_Written instruction 1_. Count the lines of the rows below that contain the string "veil", and reply with the number only.

_Source passage_.
As you can see, seaborn is required. When I proceed to install this tool in my local galaxy, it successfully creates a “mulled” conda environment containing all the needed dependencies. If activated manually, the environment works ok.

When I launch the tool using the galaxy interface, it ends up in error saying “No module named seaborn”.
I investigated a little more by stopping a job in the middle and looking inside the job folder, where I can find tool_script.sh which contains the main commands (environment activation and script execution) and galaxy_221.sh that wraps the latter.
When executed manually from a bash console, this happens:

  • If I execute tool_script.sh alone, it works. It uses the python inside the mulled environment, all dependencies are met. Output is produced.
  • If I execute galaxy_221.sh, it gives me the infamous “ModuleNotFound error” described above. And for a good reason: it uses galaxy/.venv/bin/python, which of course doesn’t have seaborn installed.

So the galaxy_221.sh wrapper somehow ignores the correct environment and reverts to the standard python. Is there a reason for this, and a way to correct this behaviour?

Link to tool_script.sh: here
Link to galaxy_221.sh: here

Ok solved. It was because I was running galaxy from the base environment of my system-installed conda.
Still don’t really get the real reason, but if I deactivate everything and run galaxy from base bash, everything works.

Saved entries:
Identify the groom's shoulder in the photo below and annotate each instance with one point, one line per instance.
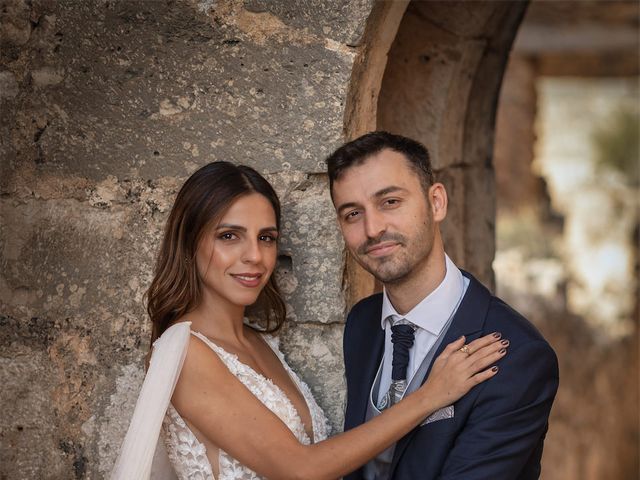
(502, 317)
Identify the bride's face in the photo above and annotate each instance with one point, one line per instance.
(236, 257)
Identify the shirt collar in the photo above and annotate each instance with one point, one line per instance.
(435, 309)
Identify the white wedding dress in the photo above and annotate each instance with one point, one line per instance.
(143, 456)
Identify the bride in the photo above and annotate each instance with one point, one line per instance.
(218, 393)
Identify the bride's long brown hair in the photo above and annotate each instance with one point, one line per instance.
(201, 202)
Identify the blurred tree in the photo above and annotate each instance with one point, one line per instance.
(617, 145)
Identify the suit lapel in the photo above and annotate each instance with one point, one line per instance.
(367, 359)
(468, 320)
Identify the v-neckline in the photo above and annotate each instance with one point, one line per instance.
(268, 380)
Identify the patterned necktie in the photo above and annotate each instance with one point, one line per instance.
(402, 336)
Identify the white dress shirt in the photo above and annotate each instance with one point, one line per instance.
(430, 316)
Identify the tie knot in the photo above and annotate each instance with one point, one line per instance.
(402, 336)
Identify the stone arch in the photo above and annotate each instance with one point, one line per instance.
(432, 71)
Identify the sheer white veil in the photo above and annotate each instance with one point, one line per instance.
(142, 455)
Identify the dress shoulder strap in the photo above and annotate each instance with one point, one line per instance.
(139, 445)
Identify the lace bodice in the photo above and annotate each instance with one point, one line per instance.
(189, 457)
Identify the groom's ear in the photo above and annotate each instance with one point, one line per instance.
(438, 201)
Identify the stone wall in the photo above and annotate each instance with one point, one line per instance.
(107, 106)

* * *

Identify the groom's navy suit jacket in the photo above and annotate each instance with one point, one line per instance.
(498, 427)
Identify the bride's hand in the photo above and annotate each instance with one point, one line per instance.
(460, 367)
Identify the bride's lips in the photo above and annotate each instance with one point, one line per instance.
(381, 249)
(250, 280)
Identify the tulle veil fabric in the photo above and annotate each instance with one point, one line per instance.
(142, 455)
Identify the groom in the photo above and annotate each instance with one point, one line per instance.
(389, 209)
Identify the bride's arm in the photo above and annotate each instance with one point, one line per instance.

_Written instruction 2_. List every file name or file path that the post about the seaborn import error mentions.

_Exercise response 1_. 2

_Exercise response 2_.
tool_script.sh
galaxy_221.sh
galaxy/.venv/bin/python